**Goal of the exercise**
Reproduce verbatim every line from the one containing "Note to the class: find the aircraft wing" through the end of the items below, inclusive. Output only those lines.
-------- Supplied data
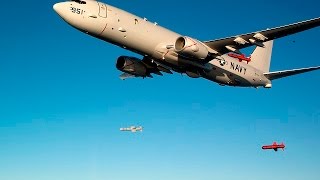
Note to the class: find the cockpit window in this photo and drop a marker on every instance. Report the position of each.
(80, 2)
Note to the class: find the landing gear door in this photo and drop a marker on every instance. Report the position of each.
(102, 10)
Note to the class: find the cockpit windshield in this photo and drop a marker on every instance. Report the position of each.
(79, 1)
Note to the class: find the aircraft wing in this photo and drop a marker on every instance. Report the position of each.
(281, 74)
(234, 43)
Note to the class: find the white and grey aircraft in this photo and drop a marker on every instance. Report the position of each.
(132, 129)
(163, 50)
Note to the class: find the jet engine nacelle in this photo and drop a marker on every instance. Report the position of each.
(192, 48)
(132, 66)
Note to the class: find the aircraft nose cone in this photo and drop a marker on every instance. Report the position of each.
(57, 8)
----------------
**Complete answer**
Note to the class: find the aircraft wing in this photo and drop a marker on every instance. Report the position of each.
(281, 74)
(234, 43)
Note to the class: find the white and grey aircraft in this photo and drop a marker on every instance. Report the position of each.
(132, 129)
(163, 50)
Note to the class: find the jet engine nacelle in this photo and drop a marker on every instance. Report the position of each.
(192, 48)
(132, 66)
Note to the class: find the aircraft nose cone in this photo and drop a marker on every instance. Report the position of each.
(57, 8)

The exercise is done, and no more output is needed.